[PASSAGE SHOWN]
────────────────

Are you understanding me now?


----------



## scandia101 (Oct 20, 2007)

jmill said:


> If you don't update guide data for a month, TiVo will stop recording whether it is from live TV or from shows being transferred from your Premiere.


It won't MRV, but will still continue to record manually. Tivos used to shut down all recording capabilities after 30 days with no communication, but something happened to change that a long time ago. There are people on this forum that say they've been able to manually record for years after ending the subscription. I personally have used an S2 unsub'd for manual recordings for a couple of months in 2006 before storing it away, but then many months later pulled the Tivo out of the closet and plugged it in just to check it, and I could still do manual recordings.


----------



## ZeoTiVo (Jan 2, 2004)

scandia101 said:


> There is *absolutely no benefit* to having an unsub'd tivo on a network.
> No MRV
> No Amazon VOD or any other video downloads
> No pictures or music from your computer
> ...


Look, your posts to me are becoming rude. 
I pointed out others had that conversation about the benefit of it in the thread already. I pointed out my post was simply a how to easily do it. You want to not read my posts and rudely argue something I never talked about - that is your problem, which is a very obvious problem to many who read your posts


----------



## scandia101 (Oct 20, 2007)

ZeoTiVo said:


> Look, your posts to me are becoming rude.
> I pointed out others had that conversation about the benefit of it in the thread already. I pointed out my post was simply a how to easily do it. You want to not read my posts and rudely argue something I never talked about - that is your problem, which is a very obvious problem to many who read your posts


Wow, you clearly don't get that connecting it to a network accomplishes nothing, so all the well educated advice that you have to offer on making the network connection is of absolute zero value.


----------



## ttocsmi (Jan 6, 2007)

scandia101 said:


> Wow, you clearly don't get that connecting it to a network accomplishes nothing, so all the well educated advice that you have to offer on making the network connection is of absolute zero value.


If I use subnet masking or editing of the routing table or MAC address filtering or whatever to prevent the un-sub'd Tivo from connecting to the outside world, then the benefit is this: I can record a show on one Tivo, then transfer it over the network to the (un-sub'd) Tivo in the exercise room, then watch it at my leisure without having to pay for three subscriptions.

Unless you can state, unequivocally, that after x days of not connecting to the Mother Ship the Tivo will disable its ethernet connectivity, I suggest you keep an open mind to the advice others have to offer on this forum.


----------



## orangeboy (Apr 19, 2004)

ttocsmi said:


> ...I can record a show on one Tivo, then transfer it over the network to the (un-sub'd) Tivo in the exercise room, then watch it at my leisure without having to pay for three subscriptions...


Hmm. Good luck with that!


----------



## ZeoTiVo (Jan 2, 2004)

scandia101 said:


> Wow, you clearly don't get that connecting it to a network accomplishes nothing


I never commented on whether it did or not - you are having a one sided argument that makes you look foolish at this point. have fun with that


----------



## scandia101 (Oct 20, 2007)

────────────────

[WRITTEN REQUEST 1]
Answer these questions using the TiVo forum thread above.
(a) Before something changed, after how many days with no communication did TiVos shut down all recording?
(b) In what year did scandia101 use an unsubscribed S2 for manual recordings?
(c) In which room does ttocsmi want to put the unsubscribed TiVo?
[WRITTEN REQUEST 2]
List every method that ttocsmi names in the TiVo forum thread for keeping the unsubscribed TiVo from connecting to the outside world.

────────────────

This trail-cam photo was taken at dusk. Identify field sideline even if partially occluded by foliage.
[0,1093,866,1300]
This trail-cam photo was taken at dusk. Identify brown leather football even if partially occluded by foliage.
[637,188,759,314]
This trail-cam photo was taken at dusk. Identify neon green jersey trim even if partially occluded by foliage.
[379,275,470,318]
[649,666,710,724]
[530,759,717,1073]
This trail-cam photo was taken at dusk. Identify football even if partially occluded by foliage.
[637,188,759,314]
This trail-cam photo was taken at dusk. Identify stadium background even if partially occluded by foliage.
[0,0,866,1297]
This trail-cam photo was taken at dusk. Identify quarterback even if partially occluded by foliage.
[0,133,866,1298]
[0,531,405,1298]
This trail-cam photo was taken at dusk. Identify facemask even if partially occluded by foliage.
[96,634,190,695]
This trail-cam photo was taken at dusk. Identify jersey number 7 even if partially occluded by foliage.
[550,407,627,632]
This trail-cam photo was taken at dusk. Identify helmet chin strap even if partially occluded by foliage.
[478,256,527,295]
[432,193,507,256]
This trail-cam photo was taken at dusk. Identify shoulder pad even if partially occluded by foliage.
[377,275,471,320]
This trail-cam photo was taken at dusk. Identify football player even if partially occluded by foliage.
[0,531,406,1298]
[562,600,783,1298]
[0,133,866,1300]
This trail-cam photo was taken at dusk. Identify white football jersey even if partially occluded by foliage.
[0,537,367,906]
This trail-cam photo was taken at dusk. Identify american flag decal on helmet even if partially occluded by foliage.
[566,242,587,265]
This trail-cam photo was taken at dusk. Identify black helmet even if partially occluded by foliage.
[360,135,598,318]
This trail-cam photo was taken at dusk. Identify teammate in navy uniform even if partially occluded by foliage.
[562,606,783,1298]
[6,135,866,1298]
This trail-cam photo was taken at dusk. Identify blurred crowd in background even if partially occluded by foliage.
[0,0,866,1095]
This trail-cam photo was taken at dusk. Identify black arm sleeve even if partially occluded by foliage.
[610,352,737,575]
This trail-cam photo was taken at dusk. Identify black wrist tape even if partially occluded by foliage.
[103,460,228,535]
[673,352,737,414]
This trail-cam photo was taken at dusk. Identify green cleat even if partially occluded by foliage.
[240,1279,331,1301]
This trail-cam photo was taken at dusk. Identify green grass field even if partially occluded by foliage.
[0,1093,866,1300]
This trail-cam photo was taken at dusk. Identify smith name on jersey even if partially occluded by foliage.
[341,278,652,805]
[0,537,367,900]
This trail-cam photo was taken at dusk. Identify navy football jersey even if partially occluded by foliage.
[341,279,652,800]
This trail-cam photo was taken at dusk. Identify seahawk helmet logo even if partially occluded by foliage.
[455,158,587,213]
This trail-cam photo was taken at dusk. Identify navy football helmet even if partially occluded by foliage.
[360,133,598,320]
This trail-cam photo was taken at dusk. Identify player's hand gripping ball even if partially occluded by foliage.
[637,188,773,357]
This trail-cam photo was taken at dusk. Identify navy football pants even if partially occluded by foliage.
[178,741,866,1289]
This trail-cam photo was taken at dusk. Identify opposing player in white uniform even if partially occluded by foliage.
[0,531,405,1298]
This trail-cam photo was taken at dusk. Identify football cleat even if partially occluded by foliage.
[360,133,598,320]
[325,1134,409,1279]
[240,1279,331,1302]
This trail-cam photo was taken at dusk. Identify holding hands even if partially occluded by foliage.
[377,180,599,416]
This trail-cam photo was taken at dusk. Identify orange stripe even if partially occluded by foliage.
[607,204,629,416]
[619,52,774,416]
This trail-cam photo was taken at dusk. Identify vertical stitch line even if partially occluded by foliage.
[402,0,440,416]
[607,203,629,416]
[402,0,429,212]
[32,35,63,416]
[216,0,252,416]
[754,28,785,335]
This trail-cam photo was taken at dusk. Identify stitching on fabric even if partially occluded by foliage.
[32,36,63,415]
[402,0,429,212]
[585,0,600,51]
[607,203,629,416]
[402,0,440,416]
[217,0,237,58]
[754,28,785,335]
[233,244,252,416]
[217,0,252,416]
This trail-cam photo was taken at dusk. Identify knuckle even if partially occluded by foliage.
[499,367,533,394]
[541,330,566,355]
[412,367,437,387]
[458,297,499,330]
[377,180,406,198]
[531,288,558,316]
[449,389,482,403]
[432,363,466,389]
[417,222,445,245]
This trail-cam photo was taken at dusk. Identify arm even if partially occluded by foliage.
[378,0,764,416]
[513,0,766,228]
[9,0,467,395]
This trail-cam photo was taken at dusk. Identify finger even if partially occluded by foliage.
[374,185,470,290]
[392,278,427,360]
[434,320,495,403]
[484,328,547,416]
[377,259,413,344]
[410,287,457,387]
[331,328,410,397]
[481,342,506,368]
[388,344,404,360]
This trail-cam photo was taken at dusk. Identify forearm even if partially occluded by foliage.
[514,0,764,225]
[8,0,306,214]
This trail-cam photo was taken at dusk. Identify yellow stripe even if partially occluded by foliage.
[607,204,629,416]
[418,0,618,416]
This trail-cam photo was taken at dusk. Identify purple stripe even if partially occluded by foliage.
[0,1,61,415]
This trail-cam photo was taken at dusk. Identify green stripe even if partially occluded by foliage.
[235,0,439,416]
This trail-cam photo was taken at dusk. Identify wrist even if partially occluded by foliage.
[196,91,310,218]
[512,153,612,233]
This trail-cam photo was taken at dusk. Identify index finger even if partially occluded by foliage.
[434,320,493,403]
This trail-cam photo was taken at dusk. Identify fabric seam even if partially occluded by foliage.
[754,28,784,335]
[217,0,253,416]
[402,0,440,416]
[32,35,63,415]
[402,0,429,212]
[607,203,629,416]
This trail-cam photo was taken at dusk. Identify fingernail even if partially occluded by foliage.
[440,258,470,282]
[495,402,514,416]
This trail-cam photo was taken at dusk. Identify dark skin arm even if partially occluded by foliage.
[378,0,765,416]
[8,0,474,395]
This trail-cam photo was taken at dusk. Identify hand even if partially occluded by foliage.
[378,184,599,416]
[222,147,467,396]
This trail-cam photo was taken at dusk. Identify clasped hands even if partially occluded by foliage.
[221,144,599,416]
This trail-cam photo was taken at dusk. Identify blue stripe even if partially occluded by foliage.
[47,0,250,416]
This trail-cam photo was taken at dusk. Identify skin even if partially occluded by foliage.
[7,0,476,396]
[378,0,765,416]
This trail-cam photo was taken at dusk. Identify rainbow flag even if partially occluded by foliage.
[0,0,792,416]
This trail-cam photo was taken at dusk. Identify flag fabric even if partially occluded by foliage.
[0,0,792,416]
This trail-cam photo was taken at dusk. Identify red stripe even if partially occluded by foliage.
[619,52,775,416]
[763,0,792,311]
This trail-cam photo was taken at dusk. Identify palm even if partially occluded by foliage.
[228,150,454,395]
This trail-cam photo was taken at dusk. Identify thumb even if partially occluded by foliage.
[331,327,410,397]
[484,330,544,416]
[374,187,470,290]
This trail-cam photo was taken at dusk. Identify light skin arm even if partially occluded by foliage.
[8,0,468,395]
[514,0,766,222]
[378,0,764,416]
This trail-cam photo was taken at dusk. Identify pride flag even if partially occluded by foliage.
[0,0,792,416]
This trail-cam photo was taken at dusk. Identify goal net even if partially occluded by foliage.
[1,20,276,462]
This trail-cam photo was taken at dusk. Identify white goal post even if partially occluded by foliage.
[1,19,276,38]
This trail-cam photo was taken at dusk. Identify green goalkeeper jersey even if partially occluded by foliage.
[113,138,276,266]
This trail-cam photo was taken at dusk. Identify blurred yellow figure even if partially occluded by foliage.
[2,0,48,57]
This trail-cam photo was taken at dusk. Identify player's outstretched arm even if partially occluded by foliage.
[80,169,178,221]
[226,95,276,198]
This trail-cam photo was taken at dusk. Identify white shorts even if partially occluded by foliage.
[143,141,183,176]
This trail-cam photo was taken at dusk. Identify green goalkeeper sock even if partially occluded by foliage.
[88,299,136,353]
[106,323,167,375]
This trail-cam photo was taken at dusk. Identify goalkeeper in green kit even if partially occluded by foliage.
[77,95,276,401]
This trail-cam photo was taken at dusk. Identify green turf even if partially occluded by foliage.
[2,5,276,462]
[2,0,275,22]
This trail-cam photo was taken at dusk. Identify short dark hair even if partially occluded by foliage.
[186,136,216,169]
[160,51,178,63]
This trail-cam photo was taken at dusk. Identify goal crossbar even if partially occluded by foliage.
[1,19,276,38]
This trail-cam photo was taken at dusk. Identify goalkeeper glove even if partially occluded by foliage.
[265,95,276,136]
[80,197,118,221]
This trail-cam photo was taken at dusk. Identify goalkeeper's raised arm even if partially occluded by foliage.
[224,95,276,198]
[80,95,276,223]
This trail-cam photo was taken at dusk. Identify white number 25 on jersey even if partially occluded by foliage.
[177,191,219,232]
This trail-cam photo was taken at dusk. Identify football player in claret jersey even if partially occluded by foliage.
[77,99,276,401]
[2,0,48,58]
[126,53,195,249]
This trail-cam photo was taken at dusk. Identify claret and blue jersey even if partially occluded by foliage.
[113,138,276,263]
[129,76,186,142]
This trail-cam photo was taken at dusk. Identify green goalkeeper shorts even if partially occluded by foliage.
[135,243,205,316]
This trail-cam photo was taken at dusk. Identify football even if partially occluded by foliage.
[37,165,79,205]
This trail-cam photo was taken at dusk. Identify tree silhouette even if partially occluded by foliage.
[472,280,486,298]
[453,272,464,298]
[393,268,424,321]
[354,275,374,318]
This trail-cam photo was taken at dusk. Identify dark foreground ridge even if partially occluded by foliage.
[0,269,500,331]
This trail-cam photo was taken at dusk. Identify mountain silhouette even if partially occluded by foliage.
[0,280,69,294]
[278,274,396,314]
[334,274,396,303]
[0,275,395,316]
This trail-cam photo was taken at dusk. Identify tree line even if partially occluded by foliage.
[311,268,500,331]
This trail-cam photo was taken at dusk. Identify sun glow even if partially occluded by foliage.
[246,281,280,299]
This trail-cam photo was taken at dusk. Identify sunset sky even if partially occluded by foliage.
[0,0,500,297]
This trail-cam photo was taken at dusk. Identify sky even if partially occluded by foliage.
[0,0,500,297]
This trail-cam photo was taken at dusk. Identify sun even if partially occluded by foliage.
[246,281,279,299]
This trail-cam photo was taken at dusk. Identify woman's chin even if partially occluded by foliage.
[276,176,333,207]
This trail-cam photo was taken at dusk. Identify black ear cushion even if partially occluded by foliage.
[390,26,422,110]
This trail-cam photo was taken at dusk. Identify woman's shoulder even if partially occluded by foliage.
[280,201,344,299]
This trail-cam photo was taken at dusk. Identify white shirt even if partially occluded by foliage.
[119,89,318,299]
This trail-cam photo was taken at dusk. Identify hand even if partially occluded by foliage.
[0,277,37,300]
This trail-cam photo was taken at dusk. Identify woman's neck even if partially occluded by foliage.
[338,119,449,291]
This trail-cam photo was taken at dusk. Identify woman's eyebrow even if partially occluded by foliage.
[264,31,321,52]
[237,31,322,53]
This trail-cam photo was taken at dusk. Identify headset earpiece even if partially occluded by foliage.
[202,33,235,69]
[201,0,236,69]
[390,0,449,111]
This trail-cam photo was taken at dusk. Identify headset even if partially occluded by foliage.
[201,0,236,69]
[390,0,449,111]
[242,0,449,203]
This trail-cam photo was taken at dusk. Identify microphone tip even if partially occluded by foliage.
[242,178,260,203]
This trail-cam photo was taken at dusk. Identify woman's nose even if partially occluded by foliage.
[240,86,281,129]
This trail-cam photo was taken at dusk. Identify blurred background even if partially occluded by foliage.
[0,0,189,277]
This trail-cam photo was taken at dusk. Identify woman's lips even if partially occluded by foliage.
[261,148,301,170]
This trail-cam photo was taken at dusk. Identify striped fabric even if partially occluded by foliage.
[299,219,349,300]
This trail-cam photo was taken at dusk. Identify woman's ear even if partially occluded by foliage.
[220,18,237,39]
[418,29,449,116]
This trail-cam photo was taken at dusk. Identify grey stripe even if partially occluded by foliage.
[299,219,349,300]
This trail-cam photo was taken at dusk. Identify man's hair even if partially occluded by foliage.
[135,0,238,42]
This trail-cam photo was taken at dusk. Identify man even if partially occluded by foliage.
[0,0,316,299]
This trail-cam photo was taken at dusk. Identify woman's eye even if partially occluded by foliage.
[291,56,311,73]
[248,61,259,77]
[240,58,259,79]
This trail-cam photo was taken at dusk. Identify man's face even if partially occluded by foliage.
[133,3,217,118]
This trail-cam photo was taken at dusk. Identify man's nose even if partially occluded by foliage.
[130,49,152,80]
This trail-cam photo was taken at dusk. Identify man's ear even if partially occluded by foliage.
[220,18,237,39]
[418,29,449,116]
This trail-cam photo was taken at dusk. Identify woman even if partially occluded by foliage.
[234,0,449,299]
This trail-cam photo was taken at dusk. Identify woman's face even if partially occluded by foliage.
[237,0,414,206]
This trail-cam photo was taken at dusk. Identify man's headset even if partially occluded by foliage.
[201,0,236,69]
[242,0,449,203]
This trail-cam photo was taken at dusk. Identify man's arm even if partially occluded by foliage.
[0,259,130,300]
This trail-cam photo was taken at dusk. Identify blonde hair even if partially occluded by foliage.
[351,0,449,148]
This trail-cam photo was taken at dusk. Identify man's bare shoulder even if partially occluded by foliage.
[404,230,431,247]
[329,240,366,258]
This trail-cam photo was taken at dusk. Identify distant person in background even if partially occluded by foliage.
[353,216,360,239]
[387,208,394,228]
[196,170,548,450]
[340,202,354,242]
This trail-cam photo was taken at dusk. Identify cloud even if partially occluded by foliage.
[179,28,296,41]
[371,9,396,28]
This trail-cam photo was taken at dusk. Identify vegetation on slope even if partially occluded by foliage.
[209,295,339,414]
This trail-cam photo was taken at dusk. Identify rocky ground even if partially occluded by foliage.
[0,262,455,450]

────────────────

[WRITTEN SOLUTION 1]
(a) 30 days
(b) 2006
(c) The exercise room

[WRITTEN SOLUTION 2]
- Subnet masking
- Editing of the routing table
- MAC address filtering